> [What you have to do]:
List every amendment number cited in the parliamentary contribution below.

> [Provided text]:
[START]

UK Parliament / Open data

Financial Services Bill

Proceeding contribution from Lord Sassoon (Conservative) in the House of Lords on Monday, 12 November 2012. It occurred during Debate on bills on Financial Services Bill.

My Lords, I spoke about the role of the Parliamentary Commission on Banking Standards when discussing the previous group of amendments. I am sorry that the noble Lord, Lord Barnett, doubts the seriousness with which the Government intend to take its recommendations. It is a joint commission of the two Houses—something that any Government would take extremely seriously. We acted to initiate the setting up of the commission so I am disappointed that the noble Lord seeks to tweak my tail on this one. When it comes to a legislative vehicle, I could not have made it plainer that we have already published a draft Bill. The Financial Services (Banking Reform) Bill is on its way. That provides potentially a perfect legislative vehicle if there are things that come out of the commission, as no doubt there will be, that require legislation. The issues raised by Amendments 25C, 25E and 26C are firmly within the remit of the commission and it would be wholly inappropriate for us to jump the gun in a semi-considered way rather than waiting for the magisterial output of the commission in a short time.

Amendment 26D would add a new paragraph (f) to proposed new Section 1D(2) to be inserted in FiSMA 2000 under this Bill. It refers to,

“the fairness and integrity of policy and conduct of those directing or operating in the financial markets”.

[END]

Excerpts from point annotation data:

[START]

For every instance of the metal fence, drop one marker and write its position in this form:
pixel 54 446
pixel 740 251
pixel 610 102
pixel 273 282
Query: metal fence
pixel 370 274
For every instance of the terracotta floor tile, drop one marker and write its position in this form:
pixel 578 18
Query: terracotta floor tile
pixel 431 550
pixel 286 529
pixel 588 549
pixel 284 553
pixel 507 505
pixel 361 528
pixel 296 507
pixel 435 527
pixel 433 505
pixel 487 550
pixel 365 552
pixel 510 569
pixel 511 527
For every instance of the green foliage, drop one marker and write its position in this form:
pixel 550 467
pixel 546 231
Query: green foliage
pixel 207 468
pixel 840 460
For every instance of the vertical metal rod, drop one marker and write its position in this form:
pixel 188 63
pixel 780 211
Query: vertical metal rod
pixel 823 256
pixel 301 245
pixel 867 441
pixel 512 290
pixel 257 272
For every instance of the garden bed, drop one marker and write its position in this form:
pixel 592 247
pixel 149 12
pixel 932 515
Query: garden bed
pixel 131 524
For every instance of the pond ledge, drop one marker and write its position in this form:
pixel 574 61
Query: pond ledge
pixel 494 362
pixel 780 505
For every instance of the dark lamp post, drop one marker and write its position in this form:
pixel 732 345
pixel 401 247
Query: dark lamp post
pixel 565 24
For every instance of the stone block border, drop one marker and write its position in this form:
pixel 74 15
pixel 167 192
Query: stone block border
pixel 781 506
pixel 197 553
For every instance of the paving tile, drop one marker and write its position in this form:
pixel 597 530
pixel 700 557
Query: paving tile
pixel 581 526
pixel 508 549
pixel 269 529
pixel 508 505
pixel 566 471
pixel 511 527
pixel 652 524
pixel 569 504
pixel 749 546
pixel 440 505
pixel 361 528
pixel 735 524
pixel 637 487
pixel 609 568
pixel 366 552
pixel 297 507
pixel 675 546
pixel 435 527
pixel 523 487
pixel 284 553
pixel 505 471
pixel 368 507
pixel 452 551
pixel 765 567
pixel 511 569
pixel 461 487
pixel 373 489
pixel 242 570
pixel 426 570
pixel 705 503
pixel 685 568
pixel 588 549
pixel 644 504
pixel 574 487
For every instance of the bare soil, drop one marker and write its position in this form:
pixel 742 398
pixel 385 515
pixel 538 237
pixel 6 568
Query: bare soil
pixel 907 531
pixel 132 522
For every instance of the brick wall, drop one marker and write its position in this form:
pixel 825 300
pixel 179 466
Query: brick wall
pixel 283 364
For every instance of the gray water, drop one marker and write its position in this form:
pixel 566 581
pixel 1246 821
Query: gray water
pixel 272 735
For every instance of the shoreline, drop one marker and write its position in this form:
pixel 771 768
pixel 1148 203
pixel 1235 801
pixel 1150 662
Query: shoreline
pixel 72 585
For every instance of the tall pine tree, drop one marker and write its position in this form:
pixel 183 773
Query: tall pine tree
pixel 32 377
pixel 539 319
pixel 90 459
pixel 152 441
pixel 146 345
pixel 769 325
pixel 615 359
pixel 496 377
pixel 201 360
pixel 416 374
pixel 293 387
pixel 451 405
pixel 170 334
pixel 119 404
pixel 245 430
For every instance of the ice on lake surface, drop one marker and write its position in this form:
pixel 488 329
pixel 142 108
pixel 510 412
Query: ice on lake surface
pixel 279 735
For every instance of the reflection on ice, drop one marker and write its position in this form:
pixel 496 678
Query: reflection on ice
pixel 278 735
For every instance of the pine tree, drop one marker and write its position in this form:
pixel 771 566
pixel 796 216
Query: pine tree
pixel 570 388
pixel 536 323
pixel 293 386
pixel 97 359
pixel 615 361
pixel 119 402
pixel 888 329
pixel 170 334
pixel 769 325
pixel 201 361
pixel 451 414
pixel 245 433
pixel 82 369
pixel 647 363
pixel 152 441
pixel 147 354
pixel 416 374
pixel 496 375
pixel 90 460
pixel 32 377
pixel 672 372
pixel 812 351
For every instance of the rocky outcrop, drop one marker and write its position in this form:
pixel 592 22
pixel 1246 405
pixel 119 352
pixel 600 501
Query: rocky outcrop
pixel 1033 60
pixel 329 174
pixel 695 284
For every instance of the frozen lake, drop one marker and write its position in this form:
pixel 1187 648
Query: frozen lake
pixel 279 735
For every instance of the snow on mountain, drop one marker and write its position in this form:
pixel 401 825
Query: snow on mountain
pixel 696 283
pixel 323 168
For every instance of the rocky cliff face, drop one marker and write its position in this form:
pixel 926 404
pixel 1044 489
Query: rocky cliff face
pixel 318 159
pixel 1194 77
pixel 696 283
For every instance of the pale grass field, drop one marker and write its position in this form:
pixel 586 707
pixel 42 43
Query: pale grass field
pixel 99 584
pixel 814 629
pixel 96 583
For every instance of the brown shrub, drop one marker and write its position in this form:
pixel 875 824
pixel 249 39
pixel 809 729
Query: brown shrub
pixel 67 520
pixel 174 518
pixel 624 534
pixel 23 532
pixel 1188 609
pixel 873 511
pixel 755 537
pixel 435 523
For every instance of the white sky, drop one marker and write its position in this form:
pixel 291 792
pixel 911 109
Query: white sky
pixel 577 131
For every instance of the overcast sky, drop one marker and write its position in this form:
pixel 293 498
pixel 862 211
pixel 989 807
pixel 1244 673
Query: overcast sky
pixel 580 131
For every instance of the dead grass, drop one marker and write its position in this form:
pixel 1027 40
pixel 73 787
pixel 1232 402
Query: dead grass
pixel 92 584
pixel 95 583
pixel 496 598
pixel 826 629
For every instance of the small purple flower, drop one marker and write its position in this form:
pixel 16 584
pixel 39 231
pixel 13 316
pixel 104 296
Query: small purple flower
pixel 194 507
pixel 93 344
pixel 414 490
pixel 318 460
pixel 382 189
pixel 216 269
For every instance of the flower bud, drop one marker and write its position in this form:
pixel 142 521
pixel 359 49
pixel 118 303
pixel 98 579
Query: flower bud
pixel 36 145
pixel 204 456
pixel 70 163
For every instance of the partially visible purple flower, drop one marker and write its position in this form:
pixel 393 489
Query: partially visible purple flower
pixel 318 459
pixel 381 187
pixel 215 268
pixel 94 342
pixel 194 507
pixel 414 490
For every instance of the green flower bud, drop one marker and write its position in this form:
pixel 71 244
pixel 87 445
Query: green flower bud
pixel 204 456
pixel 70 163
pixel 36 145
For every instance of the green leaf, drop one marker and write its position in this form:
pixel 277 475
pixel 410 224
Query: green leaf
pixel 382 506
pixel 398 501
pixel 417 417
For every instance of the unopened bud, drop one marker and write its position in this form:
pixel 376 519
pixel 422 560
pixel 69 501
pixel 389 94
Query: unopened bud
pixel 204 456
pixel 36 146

[END]

> [Answer]:
25C, 25E, 26C, 26D